[Excerpts from point annotation data]
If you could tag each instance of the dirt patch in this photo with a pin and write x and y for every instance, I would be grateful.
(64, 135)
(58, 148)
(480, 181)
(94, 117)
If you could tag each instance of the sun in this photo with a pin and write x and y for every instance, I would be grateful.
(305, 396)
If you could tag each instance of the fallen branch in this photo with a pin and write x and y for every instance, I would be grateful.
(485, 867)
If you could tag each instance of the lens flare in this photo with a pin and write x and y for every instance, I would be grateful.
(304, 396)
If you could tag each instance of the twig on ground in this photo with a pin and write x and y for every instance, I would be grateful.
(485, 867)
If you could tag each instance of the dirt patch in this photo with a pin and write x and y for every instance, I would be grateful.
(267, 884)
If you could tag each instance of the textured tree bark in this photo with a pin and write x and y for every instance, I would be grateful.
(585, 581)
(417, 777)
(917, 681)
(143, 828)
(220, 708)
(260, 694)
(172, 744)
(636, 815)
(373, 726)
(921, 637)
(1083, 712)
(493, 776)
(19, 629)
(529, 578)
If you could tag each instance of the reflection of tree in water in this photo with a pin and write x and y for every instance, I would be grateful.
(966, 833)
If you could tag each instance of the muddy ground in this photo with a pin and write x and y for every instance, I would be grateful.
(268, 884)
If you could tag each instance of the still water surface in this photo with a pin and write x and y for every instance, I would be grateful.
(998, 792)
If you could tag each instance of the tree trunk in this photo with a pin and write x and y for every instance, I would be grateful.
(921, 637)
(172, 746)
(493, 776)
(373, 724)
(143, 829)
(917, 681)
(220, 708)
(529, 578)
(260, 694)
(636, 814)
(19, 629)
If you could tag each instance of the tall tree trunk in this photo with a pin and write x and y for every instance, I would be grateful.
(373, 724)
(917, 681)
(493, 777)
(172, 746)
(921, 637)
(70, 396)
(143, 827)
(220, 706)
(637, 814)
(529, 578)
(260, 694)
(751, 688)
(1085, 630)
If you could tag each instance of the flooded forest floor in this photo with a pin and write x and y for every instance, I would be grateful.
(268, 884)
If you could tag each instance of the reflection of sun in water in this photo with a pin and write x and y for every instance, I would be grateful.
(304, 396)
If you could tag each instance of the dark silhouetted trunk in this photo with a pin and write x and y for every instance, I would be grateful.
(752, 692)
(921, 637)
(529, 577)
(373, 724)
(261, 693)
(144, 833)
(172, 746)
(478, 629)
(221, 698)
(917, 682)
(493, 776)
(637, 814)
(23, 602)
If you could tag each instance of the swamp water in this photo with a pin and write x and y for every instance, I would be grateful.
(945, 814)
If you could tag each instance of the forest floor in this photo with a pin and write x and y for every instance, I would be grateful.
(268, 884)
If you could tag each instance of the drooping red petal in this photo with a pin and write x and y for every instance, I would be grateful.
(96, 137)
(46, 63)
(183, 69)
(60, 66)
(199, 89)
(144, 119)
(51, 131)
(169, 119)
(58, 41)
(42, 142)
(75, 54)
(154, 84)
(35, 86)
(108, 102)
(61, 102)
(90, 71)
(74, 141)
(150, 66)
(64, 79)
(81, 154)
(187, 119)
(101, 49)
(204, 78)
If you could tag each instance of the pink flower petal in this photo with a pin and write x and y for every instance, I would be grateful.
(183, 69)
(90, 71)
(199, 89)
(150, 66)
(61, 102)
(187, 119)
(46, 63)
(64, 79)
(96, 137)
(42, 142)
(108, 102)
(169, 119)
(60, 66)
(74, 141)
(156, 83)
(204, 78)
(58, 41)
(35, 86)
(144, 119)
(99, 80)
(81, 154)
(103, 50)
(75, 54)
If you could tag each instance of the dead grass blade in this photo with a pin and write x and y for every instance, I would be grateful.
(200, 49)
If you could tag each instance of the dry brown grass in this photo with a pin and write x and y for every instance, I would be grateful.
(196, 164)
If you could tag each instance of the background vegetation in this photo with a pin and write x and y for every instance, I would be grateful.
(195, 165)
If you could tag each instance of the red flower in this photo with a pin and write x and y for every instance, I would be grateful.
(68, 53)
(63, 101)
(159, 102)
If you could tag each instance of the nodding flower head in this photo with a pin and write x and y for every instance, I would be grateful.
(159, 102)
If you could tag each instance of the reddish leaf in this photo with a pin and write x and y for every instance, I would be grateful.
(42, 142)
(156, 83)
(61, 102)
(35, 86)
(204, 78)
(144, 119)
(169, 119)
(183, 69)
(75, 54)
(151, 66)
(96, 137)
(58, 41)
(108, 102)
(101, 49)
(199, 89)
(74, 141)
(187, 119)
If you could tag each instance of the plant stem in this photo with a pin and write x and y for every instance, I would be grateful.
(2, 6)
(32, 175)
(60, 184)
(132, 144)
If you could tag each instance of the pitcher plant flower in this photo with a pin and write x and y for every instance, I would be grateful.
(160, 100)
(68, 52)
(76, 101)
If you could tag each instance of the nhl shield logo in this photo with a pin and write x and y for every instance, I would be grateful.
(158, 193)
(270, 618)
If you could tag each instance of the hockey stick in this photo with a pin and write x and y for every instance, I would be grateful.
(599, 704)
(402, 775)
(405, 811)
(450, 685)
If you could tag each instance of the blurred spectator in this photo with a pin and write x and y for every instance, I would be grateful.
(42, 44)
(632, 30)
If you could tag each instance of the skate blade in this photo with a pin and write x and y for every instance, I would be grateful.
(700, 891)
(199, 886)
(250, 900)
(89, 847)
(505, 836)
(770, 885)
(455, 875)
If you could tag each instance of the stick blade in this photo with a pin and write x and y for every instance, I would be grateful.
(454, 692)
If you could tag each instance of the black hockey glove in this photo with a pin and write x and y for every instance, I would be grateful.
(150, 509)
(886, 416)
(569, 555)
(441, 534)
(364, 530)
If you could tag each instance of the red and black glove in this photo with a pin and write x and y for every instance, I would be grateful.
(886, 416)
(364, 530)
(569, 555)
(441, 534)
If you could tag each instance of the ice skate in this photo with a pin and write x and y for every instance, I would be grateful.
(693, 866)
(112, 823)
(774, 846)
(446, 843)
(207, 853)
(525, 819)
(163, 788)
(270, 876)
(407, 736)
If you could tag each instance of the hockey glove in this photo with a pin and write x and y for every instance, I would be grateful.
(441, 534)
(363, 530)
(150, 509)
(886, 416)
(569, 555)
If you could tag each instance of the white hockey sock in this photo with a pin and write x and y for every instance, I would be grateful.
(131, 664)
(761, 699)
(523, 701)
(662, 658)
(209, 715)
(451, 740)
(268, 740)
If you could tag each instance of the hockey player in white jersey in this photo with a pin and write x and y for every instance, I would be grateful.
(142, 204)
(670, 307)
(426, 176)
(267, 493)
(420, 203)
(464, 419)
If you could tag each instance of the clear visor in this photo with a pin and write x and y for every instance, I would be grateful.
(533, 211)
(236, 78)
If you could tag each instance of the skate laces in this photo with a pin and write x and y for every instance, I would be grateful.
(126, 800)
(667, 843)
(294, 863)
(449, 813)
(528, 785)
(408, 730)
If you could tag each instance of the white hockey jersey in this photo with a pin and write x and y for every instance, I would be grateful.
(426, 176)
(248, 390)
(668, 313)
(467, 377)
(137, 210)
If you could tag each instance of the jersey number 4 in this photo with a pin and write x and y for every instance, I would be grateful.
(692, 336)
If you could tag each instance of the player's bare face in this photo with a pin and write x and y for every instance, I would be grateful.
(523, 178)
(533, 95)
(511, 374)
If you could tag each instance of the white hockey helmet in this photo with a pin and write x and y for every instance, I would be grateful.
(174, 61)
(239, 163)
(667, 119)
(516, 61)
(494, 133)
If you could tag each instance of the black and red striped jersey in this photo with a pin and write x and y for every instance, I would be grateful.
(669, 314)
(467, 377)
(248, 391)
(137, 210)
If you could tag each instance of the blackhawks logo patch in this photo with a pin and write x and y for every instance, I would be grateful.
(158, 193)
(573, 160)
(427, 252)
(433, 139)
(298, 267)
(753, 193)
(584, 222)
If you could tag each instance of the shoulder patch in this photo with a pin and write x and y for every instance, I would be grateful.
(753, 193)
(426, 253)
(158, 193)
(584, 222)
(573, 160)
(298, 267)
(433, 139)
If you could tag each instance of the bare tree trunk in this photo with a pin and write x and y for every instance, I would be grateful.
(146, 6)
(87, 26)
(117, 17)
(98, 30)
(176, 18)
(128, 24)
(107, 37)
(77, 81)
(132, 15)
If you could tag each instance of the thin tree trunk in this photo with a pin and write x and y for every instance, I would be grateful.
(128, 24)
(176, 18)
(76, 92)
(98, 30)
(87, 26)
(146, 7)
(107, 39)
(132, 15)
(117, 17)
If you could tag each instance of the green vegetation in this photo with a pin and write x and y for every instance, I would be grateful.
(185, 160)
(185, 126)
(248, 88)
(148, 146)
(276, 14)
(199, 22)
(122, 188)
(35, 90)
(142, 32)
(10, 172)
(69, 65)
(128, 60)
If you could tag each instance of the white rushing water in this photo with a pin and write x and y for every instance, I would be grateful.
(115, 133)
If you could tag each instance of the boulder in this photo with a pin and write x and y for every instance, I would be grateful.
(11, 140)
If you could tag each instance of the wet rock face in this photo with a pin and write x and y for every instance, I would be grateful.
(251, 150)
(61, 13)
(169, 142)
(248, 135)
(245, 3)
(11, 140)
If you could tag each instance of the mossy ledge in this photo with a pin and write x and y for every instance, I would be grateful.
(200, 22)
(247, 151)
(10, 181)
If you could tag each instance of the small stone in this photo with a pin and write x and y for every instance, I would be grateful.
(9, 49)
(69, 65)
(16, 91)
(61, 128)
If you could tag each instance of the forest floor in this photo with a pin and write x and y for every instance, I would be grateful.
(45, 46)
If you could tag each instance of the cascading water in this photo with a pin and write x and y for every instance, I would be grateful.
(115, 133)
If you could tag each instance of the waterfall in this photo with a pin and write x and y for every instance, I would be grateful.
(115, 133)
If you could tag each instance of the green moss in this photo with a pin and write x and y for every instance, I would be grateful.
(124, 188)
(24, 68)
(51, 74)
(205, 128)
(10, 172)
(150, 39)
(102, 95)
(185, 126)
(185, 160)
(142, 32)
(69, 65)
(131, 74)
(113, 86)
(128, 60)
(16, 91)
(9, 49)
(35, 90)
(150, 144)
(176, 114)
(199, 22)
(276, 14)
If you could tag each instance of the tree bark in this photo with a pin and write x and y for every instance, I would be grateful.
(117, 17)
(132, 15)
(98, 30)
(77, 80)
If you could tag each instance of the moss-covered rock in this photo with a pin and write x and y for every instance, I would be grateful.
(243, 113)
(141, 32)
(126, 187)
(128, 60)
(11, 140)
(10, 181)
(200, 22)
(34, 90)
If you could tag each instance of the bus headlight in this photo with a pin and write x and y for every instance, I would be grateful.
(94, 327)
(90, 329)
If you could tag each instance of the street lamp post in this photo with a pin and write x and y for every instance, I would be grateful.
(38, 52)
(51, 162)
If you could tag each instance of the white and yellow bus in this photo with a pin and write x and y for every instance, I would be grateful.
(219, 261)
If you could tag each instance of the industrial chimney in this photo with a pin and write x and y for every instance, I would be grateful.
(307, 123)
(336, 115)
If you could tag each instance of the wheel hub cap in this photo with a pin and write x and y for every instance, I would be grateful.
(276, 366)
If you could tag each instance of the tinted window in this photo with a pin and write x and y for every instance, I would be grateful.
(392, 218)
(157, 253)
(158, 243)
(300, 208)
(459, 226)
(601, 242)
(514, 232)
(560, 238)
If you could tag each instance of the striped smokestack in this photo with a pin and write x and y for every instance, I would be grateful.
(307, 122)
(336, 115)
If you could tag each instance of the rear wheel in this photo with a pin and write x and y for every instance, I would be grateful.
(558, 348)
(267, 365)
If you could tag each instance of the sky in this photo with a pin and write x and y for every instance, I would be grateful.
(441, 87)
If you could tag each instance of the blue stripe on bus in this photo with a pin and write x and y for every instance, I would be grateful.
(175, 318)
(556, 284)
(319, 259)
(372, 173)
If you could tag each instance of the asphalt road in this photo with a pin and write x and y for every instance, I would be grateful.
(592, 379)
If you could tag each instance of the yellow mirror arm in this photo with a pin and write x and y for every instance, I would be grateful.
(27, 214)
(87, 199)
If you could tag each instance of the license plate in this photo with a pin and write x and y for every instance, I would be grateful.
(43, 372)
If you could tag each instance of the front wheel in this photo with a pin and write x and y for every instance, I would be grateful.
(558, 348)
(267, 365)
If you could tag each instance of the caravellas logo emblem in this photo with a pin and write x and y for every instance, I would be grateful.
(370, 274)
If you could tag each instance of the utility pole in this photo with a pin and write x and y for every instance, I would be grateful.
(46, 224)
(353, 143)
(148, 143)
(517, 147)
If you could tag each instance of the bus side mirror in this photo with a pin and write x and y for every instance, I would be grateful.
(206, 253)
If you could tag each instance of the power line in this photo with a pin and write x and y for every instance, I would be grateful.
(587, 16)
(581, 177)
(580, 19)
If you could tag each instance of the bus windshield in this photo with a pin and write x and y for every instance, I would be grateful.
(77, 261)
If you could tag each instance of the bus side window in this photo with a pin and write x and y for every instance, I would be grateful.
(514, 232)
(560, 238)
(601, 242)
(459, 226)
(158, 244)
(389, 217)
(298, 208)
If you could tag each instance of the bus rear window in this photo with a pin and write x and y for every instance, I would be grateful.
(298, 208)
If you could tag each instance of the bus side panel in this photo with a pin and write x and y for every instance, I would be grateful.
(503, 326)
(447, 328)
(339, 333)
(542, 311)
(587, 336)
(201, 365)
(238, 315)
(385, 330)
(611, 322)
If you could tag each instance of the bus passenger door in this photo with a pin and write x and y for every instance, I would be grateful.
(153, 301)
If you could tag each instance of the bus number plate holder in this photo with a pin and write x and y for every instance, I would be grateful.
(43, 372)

## The problem:
Convert the material, starting with the line that contains "If you could tag each instance of the bus side panel" and going on through the end, into a JSON list of strings with one string per line and blank lines omitted.

## Task output:
[
  "If you could tag each instance of the bus side panel in this photo with a pin and write x and y for every instance, I would be grateful.",
  "(503, 326)",
  "(447, 328)",
  "(339, 333)",
  "(542, 311)",
  "(587, 336)",
  "(201, 365)",
  "(238, 315)",
  "(385, 330)",
  "(611, 322)",
  "If you could tag each instance of the bus passenger door in this photo with a pin and write x and y for every instance, I would be grateful.",
  "(153, 301)",
  "If you could tag each instance of the bus number plate holder in this photo with a pin and write x and y for every instance, I would be grateful.",
  "(43, 372)"
]